GOAL A
What is the Spanish for this sentence from the Pisco & Tonic article below: "Each Pisco & Tonic partners two contrasting elements."?

READING PASSAGE
————————

Dirty Martini unveils their new summer Pisco & Tonic range

by Newsdesk - Tuesday July 11, 2017 10:07 am

The Dirty Martini mixologists have created a refreshing new range of Pisco & Tonics serves, to rival the gin classic. Buy them over the bar or why not make your own using the recipes here?

For Dirty Martini’s summer menu, they are swapping stereotypical gin for the iconic Chilean El Gobernador Pisco. This new blend adds a South American twist on a British classic, bringing in grape and apple notes that complement the range of Fever Tree Tonic waters perfectly.  Each Pisco & Tonic partners two contrasting elements.

The Pineapple & Ginger Pisco & Tonic is The King’s Ginger Liqueur, Ciroc Pineapple Vodka, Pisco and Fever-Tree Mediterranean Tonic mixed into a refreshing blend, while sliced fresh ginger and a dehydrated pineapple crown complete this creation.

Peach & Grapefruit demonstrates, is a perfect mix of sweet and sour. The fruity creation is brought to life by the contrast of Peach Schnapps, fever Tree Sicilian Lemon Tonic with Solerno Blood Orange Liqueur, enriched by two slices of fresh peach paired with an eye catching dehydrated grapefruit wheel, striking the perfect balance both on a taste and a visual level.

The Rhubarb & Spice blend demonstrates Dirty Martini’s skill in marrying a serve with the perfect garnish as this Pisco & Tonic is topped with a rhubarb ribbon and an infused Angostura bark Tonic which already heightens the senses before you taste. Briottet Rhubarb Liqueur and Fee Brothers Rhubarb Bitters are mixed with pink peppercorns, Fever Tree Aromatic Tonic and star anise which adds sweet hints of anise and liquorice.

 Finishing the perfect summer range are the White Grape & Kaffir Pisco & Tonic which matches Briottet Bergamot Liqueur, Fever Tree Elderflower Tonic and Silent Pool Kaffir Lime Solution and the Dragon Fruit & Prickly Pear which features Briottet Prickly Pear Liqueur, Fee Brothers Cherry Bitters, Fever Tree Aromatic Tonic and a topping of dehydrated dragon fruit and fresh mint.

————————

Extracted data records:
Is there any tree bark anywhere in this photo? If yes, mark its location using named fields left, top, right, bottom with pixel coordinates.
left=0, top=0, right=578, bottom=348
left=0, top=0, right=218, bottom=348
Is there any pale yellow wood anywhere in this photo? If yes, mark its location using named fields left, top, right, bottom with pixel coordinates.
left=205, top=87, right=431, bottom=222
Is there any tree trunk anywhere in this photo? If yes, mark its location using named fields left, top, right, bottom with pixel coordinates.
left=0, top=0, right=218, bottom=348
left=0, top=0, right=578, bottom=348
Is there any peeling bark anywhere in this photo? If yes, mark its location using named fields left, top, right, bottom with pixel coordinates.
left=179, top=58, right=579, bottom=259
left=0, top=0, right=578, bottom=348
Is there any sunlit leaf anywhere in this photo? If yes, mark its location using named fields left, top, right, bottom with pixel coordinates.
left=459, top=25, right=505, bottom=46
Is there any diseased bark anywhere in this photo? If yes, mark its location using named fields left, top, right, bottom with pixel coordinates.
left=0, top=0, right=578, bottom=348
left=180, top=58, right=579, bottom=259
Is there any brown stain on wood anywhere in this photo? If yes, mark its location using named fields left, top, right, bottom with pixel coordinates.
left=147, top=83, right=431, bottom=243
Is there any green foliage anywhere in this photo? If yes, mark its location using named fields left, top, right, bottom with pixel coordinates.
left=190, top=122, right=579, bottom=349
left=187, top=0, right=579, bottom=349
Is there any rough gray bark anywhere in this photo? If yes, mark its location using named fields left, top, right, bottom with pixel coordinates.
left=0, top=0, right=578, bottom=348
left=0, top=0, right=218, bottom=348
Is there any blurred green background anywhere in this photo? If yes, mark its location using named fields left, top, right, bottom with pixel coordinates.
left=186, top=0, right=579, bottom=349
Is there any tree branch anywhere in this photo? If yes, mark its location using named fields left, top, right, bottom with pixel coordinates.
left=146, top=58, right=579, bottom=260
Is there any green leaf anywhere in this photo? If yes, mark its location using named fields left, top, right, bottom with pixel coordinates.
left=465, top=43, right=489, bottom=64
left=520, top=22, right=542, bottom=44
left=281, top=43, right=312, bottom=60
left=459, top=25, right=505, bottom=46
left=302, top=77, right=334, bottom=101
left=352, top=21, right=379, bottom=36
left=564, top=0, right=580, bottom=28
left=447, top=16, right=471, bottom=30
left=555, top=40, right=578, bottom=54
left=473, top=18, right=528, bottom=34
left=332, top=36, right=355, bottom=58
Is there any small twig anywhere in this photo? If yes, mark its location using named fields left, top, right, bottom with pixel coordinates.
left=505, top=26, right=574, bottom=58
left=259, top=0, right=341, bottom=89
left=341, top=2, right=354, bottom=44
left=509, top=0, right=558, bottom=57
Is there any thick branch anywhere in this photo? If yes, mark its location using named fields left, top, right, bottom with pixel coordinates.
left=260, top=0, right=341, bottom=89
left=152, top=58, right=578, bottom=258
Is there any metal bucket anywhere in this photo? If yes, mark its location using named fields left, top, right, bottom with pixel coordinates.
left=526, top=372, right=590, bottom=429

————————

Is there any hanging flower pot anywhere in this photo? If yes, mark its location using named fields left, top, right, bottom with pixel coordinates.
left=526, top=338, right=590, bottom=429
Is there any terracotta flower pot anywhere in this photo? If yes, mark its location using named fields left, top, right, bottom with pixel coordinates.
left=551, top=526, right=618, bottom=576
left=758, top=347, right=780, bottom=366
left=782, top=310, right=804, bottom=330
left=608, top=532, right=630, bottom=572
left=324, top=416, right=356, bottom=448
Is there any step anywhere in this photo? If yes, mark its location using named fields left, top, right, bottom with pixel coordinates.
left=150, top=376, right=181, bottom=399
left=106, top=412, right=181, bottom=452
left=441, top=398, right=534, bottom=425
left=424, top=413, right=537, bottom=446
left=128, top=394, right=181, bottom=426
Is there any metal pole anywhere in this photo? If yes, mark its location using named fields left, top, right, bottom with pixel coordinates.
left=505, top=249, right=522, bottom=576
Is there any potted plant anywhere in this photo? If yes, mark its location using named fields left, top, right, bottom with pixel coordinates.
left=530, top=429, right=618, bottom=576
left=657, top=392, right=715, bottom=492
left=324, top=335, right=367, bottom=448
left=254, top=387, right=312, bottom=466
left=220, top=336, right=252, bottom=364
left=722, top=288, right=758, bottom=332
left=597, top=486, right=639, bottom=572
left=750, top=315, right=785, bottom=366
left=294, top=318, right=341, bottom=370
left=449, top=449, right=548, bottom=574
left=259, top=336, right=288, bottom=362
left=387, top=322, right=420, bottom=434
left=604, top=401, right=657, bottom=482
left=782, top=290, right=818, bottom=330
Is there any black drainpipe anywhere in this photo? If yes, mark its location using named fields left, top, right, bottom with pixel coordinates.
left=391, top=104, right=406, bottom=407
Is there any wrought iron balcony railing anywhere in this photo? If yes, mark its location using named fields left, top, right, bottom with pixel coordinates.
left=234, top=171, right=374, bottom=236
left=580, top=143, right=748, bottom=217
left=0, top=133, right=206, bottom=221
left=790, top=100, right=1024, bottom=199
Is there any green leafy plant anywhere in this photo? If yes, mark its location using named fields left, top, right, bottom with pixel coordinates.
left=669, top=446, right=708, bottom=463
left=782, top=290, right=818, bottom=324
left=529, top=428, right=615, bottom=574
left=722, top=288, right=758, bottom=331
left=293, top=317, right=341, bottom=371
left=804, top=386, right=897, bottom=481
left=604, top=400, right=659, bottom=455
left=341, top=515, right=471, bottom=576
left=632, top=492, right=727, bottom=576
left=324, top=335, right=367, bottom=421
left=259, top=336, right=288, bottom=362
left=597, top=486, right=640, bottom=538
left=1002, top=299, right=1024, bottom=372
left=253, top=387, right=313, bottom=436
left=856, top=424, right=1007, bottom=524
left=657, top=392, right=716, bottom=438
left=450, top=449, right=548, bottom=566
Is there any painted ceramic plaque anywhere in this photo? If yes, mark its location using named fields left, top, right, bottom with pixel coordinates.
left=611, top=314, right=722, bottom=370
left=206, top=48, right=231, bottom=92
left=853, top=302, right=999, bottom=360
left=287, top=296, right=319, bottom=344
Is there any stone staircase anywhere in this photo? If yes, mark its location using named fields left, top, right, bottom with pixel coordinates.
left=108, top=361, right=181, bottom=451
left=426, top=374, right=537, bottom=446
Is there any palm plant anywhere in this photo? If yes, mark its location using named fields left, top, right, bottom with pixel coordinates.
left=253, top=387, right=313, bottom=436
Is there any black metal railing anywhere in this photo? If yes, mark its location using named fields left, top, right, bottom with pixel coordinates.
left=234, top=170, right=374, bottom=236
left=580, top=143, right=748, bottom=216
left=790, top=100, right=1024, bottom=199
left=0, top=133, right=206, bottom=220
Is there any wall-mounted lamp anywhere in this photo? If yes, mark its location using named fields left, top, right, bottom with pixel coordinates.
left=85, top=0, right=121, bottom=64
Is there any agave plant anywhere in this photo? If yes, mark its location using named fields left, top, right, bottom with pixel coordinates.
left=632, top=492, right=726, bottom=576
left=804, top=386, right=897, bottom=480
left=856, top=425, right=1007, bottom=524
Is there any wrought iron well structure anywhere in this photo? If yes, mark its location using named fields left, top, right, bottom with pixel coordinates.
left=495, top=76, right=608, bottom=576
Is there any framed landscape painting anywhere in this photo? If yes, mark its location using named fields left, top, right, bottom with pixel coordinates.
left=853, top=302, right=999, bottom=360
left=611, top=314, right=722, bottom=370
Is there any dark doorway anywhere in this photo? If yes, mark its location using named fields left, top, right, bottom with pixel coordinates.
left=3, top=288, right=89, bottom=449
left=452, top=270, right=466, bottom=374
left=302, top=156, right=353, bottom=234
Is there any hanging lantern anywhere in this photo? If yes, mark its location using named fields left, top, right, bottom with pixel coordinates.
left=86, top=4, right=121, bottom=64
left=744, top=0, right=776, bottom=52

————————

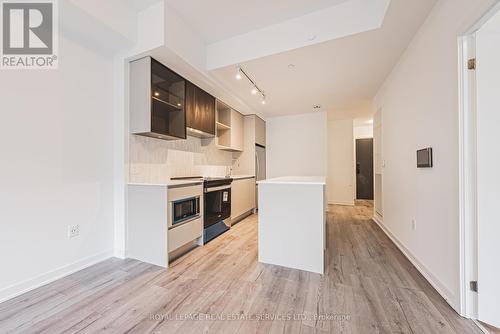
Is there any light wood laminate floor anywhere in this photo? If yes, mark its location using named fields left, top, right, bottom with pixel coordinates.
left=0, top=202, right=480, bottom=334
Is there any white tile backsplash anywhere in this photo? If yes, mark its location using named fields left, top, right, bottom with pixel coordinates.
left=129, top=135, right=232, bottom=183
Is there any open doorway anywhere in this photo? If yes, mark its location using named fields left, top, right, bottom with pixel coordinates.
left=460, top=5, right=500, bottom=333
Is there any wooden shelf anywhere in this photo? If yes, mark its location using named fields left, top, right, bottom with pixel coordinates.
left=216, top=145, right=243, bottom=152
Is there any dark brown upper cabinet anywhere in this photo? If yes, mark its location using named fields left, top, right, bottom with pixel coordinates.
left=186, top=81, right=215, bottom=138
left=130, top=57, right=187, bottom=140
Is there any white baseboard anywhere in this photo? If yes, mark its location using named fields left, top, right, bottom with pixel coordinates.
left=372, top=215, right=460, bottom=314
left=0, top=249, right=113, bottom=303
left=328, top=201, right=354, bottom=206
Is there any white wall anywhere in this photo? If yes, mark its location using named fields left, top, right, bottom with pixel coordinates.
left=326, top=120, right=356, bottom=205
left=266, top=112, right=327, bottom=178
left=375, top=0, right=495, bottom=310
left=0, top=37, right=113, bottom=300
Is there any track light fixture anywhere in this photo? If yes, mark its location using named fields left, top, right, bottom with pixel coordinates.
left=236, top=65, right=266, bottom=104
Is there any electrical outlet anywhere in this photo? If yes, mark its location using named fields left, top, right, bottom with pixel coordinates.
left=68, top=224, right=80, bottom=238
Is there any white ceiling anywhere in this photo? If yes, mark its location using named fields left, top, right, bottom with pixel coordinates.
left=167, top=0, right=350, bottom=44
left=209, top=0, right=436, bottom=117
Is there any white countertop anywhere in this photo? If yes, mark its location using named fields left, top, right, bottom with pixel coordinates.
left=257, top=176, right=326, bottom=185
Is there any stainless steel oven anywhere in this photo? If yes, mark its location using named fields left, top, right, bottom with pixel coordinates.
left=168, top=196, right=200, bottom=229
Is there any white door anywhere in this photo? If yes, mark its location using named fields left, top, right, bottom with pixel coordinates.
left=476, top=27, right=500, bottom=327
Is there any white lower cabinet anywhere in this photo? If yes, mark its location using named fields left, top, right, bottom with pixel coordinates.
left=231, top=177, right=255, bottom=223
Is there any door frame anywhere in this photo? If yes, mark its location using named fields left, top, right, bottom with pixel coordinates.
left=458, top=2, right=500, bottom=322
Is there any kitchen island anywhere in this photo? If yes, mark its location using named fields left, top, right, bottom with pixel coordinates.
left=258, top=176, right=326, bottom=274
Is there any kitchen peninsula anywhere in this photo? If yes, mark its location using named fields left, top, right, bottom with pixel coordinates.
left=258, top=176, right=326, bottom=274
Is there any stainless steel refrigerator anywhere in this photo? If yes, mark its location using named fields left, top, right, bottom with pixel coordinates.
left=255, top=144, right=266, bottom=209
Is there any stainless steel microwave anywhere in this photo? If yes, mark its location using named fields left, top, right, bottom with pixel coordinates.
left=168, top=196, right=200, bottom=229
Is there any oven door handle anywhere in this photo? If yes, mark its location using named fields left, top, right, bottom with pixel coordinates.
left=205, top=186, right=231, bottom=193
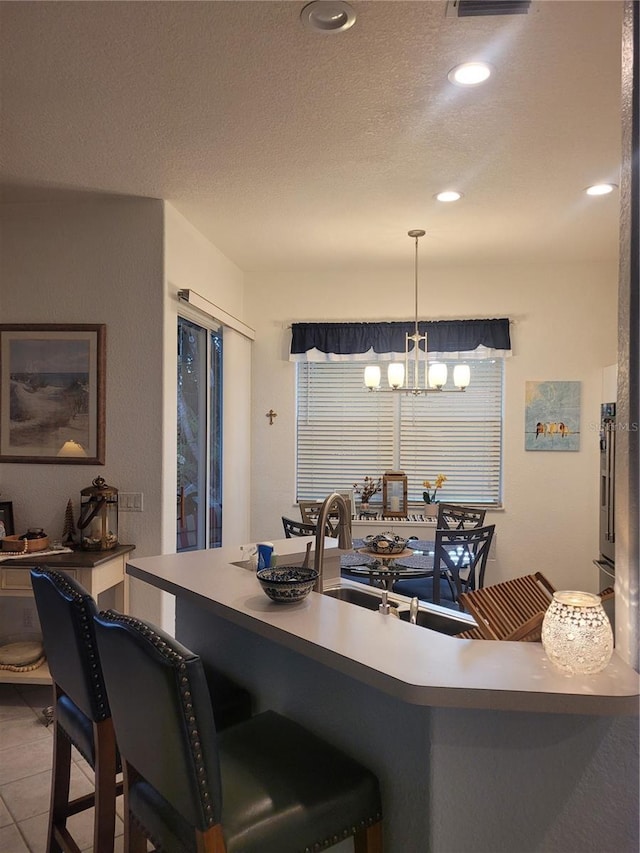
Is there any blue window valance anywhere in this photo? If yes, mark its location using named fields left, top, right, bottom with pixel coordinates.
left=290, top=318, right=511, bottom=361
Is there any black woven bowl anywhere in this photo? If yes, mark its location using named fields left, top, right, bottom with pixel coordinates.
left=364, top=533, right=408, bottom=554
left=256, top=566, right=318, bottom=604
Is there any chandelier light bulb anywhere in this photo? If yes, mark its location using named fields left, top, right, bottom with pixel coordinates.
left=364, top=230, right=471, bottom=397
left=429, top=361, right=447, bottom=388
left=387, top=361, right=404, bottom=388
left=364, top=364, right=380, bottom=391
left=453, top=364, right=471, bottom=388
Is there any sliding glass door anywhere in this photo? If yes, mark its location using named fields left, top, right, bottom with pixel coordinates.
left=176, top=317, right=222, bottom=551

————————

GOAL B
How many lines of the records above contain the word "wrought"? Reply with the number only.

TASK RESPONSE A
Cada Pisco & Tonic combina dos elementos contrastantes.

TASK RESPONSE B
2